══ EXCERPT TO READ
Second, open science teams and REBs should work collaboratively to produce clear guidelines for responsible sharing of different data types (perhaps has part of an institutional resources for creating data management plans), as well as template consent language for data sharing that are aligned with relevant ethical regulations (e.g., TCPS-2). Templates can be developed for the sharing of data types commonly collected at the institute, for different methods of data sharing, or tailored to the needs of populations commonly involved in local research. For instance, the University of Ottawa Heart Institute has created template consent language for public as well as controlled data sharing.55 Third, it is important to educate researchers about responsible data sharing so they are well-equipped to provide simple explanations to research participants and answer their questions during the consent process. Ideally, educational activities should target all researchers, from the principal investigators developing and overseeing the projects to the research assistants and students who are often the point of contact with participants. Our results also indicate that researchers who are based outside of research institutes and universities – such as hospital clinicians – need more exposure to open science principles and practices. At Baycrest, we are confident that all of the above efforts will see a continuation of the upward trajectory in the number of studies planning to share data.
════
* [PROBLEM DETAILS] Please answer from the data-sharing text above: what has the University of Ottawa Heart Institute created?
══ DATA SUPPLIED
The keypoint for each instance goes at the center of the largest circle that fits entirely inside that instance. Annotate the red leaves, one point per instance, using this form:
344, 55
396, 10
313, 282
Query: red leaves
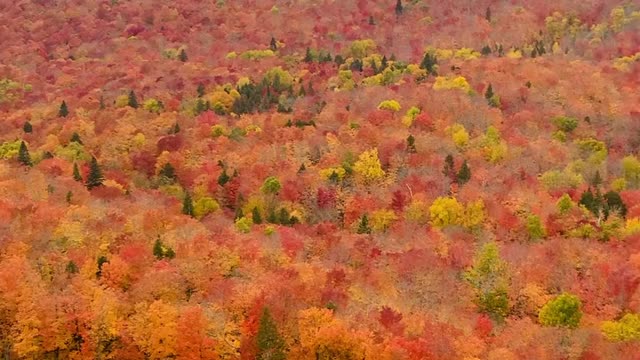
326, 197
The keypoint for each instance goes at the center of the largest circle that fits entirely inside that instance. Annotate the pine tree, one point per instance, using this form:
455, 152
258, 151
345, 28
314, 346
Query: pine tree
158, 252
384, 63
448, 169
64, 111
133, 100
223, 178
284, 217
23, 155
95, 177
270, 344
411, 144
428, 63
76, 138
597, 179
255, 216
187, 205
183, 56
464, 174
399, 7
168, 174
489, 93
363, 226
200, 90
308, 57
71, 267
76, 173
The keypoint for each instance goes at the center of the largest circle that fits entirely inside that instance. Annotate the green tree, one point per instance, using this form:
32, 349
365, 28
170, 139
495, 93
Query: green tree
183, 56
271, 185
158, 252
23, 155
167, 174
488, 276
488, 94
95, 177
255, 216
534, 228
563, 311
63, 111
270, 344
200, 90
464, 174
411, 144
223, 178
308, 56
187, 205
101, 261
399, 7
133, 100
449, 167
76, 138
363, 225
71, 267
76, 173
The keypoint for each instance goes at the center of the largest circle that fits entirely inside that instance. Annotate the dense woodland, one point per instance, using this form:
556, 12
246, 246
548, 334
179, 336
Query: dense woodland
297, 179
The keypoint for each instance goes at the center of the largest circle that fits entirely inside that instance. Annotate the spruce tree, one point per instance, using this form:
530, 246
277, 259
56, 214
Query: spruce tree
183, 56
270, 344
76, 138
489, 93
187, 205
255, 216
76, 173
223, 178
363, 226
308, 57
23, 155
133, 100
158, 252
95, 178
200, 90
411, 144
64, 111
399, 7
168, 174
448, 169
464, 174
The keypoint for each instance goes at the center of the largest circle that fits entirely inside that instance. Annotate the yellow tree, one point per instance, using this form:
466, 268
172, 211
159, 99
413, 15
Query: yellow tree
368, 166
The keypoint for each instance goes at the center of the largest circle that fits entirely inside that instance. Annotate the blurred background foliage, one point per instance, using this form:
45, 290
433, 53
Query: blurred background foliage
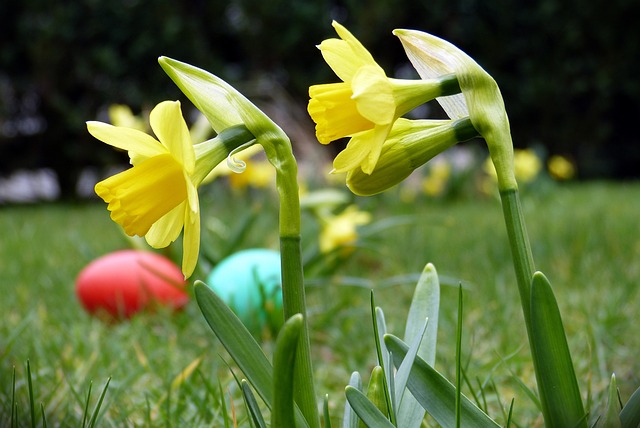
568, 69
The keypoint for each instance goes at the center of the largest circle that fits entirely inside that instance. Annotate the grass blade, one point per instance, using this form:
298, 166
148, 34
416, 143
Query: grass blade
252, 405
14, 405
85, 414
435, 393
44, 417
325, 407
459, 360
32, 407
557, 383
96, 410
240, 344
630, 414
284, 358
366, 410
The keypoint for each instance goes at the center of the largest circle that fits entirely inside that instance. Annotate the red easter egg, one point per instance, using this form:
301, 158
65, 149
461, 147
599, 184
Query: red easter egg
123, 283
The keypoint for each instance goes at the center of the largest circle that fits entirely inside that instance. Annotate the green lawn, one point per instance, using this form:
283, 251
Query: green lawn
584, 237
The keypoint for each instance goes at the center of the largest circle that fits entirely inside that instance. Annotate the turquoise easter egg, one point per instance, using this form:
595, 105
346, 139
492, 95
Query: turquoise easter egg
249, 282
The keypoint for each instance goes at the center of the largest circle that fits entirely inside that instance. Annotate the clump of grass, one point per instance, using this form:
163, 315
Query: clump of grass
591, 254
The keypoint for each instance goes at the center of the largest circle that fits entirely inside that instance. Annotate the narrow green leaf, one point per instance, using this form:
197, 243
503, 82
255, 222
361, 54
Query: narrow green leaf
630, 414
376, 390
435, 393
284, 357
223, 401
325, 407
252, 405
557, 383
240, 344
366, 410
379, 330
402, 375
350, 418
424, 304
611, 416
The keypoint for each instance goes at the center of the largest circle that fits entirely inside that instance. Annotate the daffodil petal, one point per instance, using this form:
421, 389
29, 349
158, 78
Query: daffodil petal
167, 229
373, 95
191, 239
433, 57
345, 56
139, 144
356, 151
172, 131
140, 196
380, 133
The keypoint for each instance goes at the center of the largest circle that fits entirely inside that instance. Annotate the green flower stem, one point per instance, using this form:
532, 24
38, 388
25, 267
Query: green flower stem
520, 249
293, 293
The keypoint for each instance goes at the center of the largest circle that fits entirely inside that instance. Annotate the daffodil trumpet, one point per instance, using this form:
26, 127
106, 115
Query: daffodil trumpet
225, 107
411, 144
157, 198
366, 102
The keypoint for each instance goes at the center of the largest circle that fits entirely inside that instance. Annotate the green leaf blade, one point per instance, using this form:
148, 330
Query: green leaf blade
240, 344
435, 393
365, 409
557, 384
284, 358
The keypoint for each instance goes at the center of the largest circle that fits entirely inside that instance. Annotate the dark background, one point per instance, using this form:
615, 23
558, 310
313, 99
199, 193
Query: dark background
568, 69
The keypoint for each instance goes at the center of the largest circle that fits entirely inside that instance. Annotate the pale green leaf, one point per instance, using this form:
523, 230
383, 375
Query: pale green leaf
425, 304
365, 409
435, 393
240, 344
284, 357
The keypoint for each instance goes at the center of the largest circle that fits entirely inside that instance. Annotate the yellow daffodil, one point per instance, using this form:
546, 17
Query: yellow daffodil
480, 99
411, 144
340, 231
561, 168
366, 103
157, 198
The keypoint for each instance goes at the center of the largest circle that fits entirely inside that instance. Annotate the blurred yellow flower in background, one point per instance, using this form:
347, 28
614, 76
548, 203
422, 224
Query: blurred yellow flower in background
340, 231
561, 168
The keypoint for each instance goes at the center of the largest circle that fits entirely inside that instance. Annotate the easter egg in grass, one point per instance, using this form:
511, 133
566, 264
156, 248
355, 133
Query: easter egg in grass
126, 282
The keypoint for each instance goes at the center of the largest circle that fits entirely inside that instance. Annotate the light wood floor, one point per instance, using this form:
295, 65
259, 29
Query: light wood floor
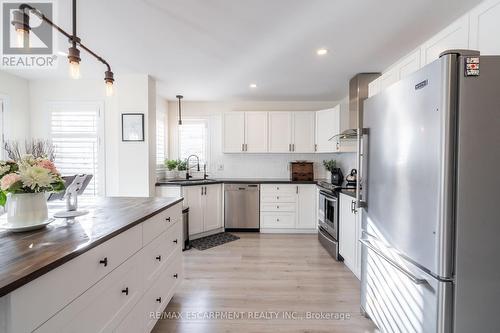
265, 272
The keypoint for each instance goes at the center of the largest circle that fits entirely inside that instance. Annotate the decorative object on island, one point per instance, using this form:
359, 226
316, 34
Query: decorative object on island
24, 183
77, 185
21, 22
171, 172
179, 97
182, 168
336, 174
301, 170
132, 127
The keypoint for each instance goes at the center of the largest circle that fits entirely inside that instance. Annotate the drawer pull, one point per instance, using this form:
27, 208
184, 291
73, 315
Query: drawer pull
104, 261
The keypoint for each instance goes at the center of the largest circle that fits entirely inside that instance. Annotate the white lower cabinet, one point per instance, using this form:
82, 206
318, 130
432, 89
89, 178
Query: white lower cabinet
205, 208
288, 208
349, 231
83, 295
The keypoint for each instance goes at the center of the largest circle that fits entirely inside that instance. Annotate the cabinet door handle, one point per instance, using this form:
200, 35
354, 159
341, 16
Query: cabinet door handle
104, 261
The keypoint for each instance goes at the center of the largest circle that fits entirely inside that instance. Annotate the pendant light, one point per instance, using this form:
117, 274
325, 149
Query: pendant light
21, 24
179, 97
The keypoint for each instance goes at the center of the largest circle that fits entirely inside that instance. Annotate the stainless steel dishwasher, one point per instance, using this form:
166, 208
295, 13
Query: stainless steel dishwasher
241, 207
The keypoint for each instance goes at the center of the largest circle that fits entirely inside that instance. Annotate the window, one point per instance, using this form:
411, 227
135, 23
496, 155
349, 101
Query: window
193, 139
75, 133
160, 139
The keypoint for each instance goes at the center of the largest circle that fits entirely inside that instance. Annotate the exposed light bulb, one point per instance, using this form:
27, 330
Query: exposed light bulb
109, 88
21, 35
74, 69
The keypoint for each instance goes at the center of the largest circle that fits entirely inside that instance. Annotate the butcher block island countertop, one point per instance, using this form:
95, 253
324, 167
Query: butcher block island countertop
28, 255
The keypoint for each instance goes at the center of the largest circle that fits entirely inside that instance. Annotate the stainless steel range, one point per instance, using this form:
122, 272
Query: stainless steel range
328, 218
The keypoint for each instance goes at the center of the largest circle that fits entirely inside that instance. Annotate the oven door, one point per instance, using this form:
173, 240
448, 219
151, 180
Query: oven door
328, 213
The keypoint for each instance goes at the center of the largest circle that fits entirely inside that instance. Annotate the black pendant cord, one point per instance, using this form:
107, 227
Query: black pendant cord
179, 97
73, 38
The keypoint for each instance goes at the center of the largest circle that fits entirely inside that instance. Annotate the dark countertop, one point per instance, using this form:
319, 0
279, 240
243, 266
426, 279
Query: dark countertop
182, 182
28, 255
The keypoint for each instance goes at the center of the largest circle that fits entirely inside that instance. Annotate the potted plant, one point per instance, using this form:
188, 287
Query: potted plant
171, 169
23, 184
336, 176
182, 168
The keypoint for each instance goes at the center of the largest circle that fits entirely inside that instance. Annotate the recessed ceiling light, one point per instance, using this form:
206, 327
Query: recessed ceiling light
321, 51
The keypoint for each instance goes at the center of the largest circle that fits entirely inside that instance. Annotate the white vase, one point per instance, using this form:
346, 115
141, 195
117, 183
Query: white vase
26, 208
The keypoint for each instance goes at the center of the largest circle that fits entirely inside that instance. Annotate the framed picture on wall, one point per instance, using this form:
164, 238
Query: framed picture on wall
132, 126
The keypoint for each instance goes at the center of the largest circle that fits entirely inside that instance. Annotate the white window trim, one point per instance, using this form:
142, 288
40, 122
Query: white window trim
208, 142
101, 136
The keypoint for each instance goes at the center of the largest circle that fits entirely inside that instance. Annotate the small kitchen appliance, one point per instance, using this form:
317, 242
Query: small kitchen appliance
301, 170
352, 179
337, 177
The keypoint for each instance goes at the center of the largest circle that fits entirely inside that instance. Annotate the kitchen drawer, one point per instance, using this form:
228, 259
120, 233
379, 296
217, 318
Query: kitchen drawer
278, 197
277, 207
160, 222
104, 306
157, 254
277, 220
158, 296
278, 189
35, 302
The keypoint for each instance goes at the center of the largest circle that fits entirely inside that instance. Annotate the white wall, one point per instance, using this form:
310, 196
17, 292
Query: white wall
251, 165
128, 164
479, 29
14, 91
════
* [ANSWER SECTION] Template consent language for public as well as controlled data sharing.